— start MATERIAL PROVIDED —

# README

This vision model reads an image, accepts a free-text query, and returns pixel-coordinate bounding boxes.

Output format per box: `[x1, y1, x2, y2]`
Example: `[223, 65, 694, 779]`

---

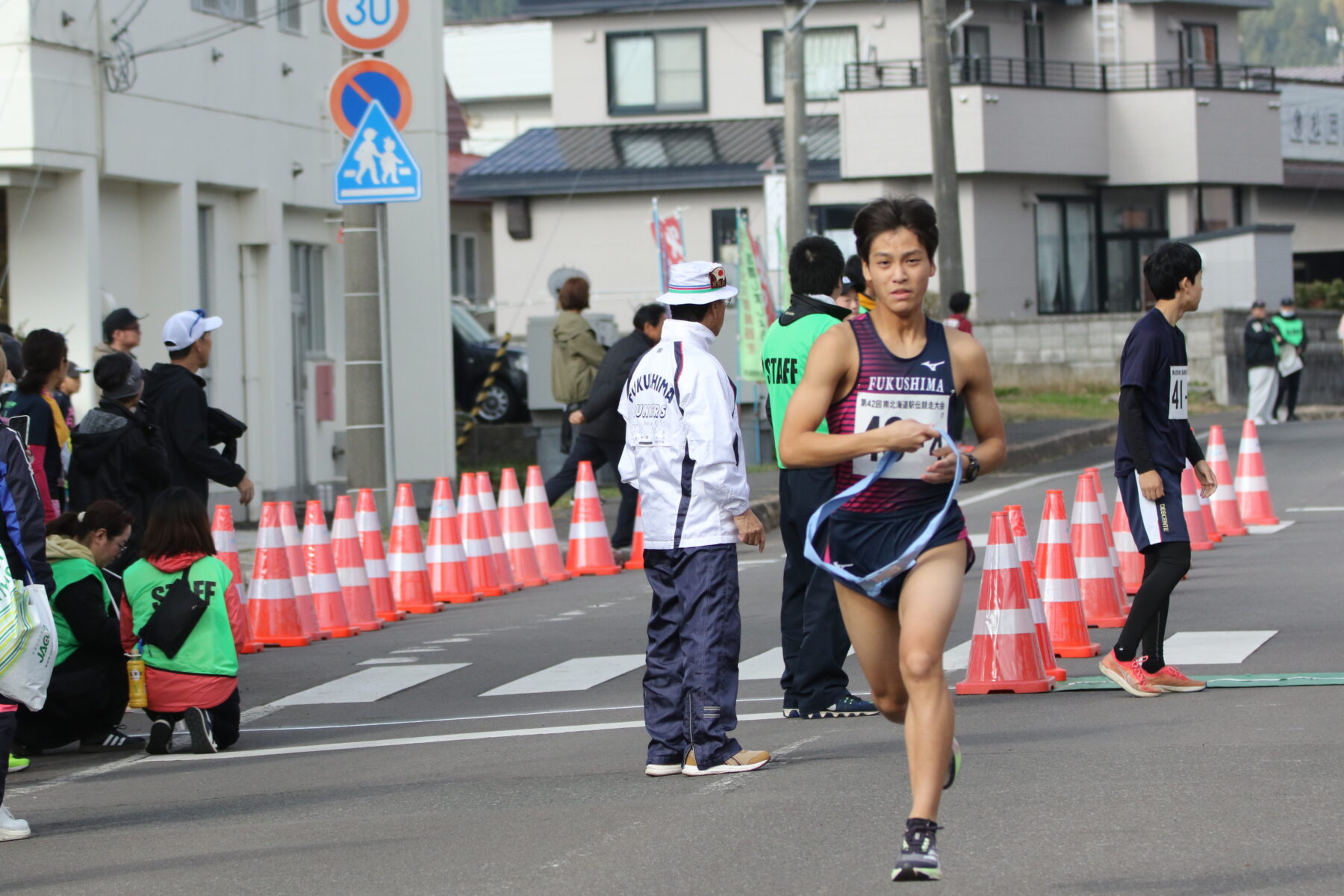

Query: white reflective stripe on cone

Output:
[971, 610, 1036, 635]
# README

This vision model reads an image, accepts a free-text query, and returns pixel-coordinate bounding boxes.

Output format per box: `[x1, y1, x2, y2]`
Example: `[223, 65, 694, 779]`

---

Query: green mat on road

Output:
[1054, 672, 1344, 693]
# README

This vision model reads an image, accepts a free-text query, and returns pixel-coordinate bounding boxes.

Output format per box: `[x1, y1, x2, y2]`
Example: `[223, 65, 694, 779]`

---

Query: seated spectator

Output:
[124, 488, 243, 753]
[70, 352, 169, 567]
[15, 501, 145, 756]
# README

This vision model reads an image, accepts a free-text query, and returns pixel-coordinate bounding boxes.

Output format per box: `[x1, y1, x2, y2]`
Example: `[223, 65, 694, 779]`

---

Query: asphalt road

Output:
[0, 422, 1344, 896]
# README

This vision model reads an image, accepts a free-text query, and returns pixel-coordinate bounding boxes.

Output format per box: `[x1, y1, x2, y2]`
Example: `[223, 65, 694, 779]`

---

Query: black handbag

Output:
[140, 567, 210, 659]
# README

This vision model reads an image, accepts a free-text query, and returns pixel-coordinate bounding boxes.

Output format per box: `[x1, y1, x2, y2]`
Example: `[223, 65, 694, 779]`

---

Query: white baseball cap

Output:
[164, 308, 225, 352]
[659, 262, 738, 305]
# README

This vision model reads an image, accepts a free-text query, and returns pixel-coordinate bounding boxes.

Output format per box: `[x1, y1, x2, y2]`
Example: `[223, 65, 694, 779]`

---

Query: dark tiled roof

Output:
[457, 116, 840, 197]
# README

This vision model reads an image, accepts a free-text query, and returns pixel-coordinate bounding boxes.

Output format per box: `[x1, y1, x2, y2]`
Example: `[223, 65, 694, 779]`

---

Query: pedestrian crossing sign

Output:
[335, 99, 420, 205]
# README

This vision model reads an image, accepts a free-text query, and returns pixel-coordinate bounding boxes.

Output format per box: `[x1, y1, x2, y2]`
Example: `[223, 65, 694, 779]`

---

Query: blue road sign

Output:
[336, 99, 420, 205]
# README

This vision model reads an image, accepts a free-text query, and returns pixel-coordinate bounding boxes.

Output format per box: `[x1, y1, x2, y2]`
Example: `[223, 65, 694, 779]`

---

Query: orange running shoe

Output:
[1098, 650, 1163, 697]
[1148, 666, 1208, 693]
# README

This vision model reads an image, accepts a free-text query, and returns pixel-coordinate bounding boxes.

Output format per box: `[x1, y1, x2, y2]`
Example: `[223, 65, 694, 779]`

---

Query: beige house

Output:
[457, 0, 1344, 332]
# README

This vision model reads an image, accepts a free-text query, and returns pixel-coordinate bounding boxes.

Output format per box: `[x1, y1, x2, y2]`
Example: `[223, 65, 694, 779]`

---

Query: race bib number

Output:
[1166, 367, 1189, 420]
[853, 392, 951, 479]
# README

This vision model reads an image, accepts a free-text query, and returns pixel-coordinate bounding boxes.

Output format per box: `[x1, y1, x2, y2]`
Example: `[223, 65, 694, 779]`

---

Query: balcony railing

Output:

— end MATERIAL PROVIDED —

### [EXERCISE INSTRUCTIONS]
Print everything from the top of the listing down to the line that contains "[971, 610, 1036, 635]", both ends included, verbatim, and leave out the pictures.

### [EXERCISE RESULT]
# README

This vision model reads an image, accepts a free-text query, and returns pixel-coordinate bounding boxes.

Output format per box: `[x1, y1, x2, y2]`
Example: `[223, 65, 694, 779]`

---


Query: white reflective stripe on cone

Output:
[971, 610, 1036, 635]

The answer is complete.